**文書の抜粋:**
▼▼▼
ここ一年間で「三叉神経痛」に苦しんだ三人の方の体験録を、私は持っています。
その内の一人は完全に克服され、もう一人の方も克服にもう一歩のところまで来ています。
そしてもう一人の方は昨年11月中旬「他界」されました。
「三叉神経痛治療の光と陰」について考察してみました。
先にブログに紹介した「ゴッドハンドを持つ名医」に見放されたK・Sさんに、三叉神経痛の症状が出たのは平成9年です。
三年間総合病院の治療に専念しますが一向に改善されず、不信感を持って総合病院の治療から離れ、二年間、個人医院、鍼灸院、民間療法の治療に切り替えてみましたが、痛みの軽減はできませんでした。
その後は痛みが軽減できないことに諦めを持って、一切の治療を断念しての生活をしてきて、昨年4月私の指導を受ける中で、数ヵ月後には痛みは消失しました。
昨年11月に他界されたMさんは、66歳で発症して十年間西洋医学のみの治療を受けてきました。
平成12年に発症、総合病院で「三叉神経痛」と診断され、先ずは内服薬による治療を開始します。薬品名は「テグレトール」抗けいれん薬です。
最初は効果がありましたが次第に薬を増量しなければ効果がなくなります。そして三叉神経痛以外の症状にさいなまれます。
この症状はこの薬の副作用に記載がありますが、使用を続行します。
「めまい、ふらつき、歩行困難、抑うつ、頭痛、目の調節障害、食欲不振、高血圧、便秘、口の渇き、発熱、意識障害、低ナトリウム血症、関節痛」など、これらの症状のために、脳神経外科、内科、整形外科、胃腸科を受診し、これらの症状を緩和すべく、薬の種類が増えます。
多い時で十種類の薬の処方を受けます。
▲▲▲
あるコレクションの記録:
▼▼▼
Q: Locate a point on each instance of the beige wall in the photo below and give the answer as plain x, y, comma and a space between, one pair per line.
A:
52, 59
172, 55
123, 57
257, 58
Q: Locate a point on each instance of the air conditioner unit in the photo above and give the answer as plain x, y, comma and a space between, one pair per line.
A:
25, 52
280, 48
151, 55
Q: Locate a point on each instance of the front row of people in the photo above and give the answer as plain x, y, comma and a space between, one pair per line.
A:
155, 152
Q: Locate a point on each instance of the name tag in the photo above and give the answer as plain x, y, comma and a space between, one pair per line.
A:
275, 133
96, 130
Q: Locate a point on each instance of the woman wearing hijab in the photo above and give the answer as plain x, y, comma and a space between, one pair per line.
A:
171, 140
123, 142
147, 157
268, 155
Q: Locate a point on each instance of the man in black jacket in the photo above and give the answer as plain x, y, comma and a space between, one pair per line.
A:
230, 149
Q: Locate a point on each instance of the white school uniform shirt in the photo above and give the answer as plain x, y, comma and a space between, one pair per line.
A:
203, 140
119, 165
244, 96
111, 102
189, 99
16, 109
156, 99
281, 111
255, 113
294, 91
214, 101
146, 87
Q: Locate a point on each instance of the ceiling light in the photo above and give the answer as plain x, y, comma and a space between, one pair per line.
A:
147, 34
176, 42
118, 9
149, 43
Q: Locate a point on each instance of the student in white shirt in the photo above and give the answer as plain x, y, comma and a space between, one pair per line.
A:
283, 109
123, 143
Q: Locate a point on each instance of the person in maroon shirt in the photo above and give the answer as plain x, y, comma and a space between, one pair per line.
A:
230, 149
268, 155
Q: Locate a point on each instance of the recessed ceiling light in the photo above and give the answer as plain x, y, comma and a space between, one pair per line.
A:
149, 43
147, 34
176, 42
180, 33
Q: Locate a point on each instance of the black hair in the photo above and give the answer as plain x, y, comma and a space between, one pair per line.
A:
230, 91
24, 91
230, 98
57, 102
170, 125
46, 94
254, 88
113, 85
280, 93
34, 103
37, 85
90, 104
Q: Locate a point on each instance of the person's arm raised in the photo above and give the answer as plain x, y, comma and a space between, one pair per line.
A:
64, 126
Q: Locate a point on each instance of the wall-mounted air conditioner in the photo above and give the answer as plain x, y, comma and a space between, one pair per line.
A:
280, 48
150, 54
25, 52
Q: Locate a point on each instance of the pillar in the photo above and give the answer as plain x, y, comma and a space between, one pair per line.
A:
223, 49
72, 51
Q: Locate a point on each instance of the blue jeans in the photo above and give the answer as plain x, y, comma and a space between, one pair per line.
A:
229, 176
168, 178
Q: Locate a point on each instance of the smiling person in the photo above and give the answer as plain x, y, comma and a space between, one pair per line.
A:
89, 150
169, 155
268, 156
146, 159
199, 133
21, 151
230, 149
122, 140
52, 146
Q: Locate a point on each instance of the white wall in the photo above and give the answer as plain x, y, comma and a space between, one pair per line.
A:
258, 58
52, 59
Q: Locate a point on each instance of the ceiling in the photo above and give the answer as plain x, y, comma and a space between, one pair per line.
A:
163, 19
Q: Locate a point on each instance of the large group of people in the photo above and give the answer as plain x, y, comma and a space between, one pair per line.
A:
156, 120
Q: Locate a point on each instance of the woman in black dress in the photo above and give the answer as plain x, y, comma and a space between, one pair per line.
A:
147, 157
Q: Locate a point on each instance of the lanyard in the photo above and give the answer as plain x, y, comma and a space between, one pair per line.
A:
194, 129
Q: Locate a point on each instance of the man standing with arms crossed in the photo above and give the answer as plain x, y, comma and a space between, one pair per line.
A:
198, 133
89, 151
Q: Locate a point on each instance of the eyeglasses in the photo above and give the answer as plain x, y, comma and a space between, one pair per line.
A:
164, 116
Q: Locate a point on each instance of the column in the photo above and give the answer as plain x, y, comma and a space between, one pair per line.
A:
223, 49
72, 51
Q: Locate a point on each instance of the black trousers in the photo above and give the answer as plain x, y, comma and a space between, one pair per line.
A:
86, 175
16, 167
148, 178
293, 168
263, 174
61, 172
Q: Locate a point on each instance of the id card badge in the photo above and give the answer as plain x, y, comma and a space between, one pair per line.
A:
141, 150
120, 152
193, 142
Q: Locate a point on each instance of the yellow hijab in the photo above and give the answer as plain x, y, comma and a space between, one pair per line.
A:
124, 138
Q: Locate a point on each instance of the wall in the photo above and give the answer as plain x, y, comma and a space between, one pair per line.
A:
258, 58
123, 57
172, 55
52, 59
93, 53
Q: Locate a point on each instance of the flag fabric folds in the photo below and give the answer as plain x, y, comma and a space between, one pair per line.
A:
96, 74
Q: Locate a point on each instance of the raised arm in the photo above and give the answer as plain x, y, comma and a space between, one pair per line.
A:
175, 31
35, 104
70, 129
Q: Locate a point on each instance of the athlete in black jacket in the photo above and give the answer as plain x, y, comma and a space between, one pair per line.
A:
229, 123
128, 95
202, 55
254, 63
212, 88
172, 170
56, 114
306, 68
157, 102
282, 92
▲▲▲
**課題 1:** 三叉神経痛の体験録で、Mさんが薬の副作用の症状のために受診した診療科をすべて挙げなさい。
**課題 2:** 三叉神経痛の体験録を、最後の文の後から書き進めなさい。

**解答 1:** 脳神経外科、内科、整形外科、胃腸科

**解答 2:**
右下あごの痛みのため「藁にもすがる」思いのMさん、そして家族は平成17年11月、内服薬では限界を感じ「微小血管減圧術」の手術をうけることにします。この手術は脳深部の血管と三叉神経が触れている部分に緩衝する物質を挟みこむことで、三叉神経への刺激を抑制する手術です。
しかし、効果はほとんど無く。困惑している中で医師に、最近注目されている「ガンマナイフ治療」を受けることを助言されます。
ガンマナイフ治療は、ガンマ線を三叉神経の根進入部にピンポイント照射する治療法です。
平成18年3月この治療を、東京の某大学病院で受けます。
結果は三ヶ月ほど効果が有りましたが、再発してしまいます。
以降、なすすべが無い状態で内服薬の治療のみになりますが、転倒する頻度が多くなり、くだんの症状に悩まされます。そして寝たきりとなり、平成22年11月「脳浮腫」が原因で他界されました。
某大学病院のホームページに「ガンマナイフ治療」については、「三叉神経痛」にも効果が有る旨の記載がありますが、危険性として「脳浮腫と放射線障害」とあります。
そして「定期的な外来での経過観察にて十分予防できるものがほとんどです」とも記載があります。
平成21年に入り、Mさんは某大学病院に再入院もしています。そして、たらい回しに、大学病院を回り地元の総合病院に戻り、自宅療養となります。
なすすべが無いということです。
私に相談があったのは、昨年の8月です。
なすすべが無い西洋医学の治療の中で、家族の方が髙橋健康指導センターのホープページにたどり着いて、問い合わせがありました。
あまりにも長い年月の薬と手術の弊害は、自然治癒力を呼び戻すには限界です。
脳浮腫が死亡原因です。
「光と陰」
k・Sさんは、三叉神経痛の治療として「微小血管減圧術」「ガンマナイフ治療」が、確立されていない時期に西洋医学の治療から身を引いたのです。諦めであっても、西洋医学の治療では治らないと確信したのです。
Mさんは、素直に医師を信じて、医師の指示通りに西洋医学の最先端と言われる治療法に身をゆだねたのです。
K・Sさんも発症がもう少し遅れて、新たな治療が試されている、17年以降であったなら、どうなっていたかは運命の悪戯でしょうか。
今回三叉神経痛で苦しんだ米国の男性Bさんが、昨年の11月から見えています。
私のブログ「ゴッドハンドを持つ名医から見放された三叉神経痛克服」を読んで、千葉県からです。
詳細は、克服しましたら紹介させていただきますが、米国の航空会社の役員をしている多忙な方です。
K・Sさんと同じように、右下顎の激痛のため精神的にも追い込まれていましたが、現在は薬の服用もなくなり、痛みも感じないか、出ても我慢できる状態まで改善しています。
発症は2001年ですから、十年前です。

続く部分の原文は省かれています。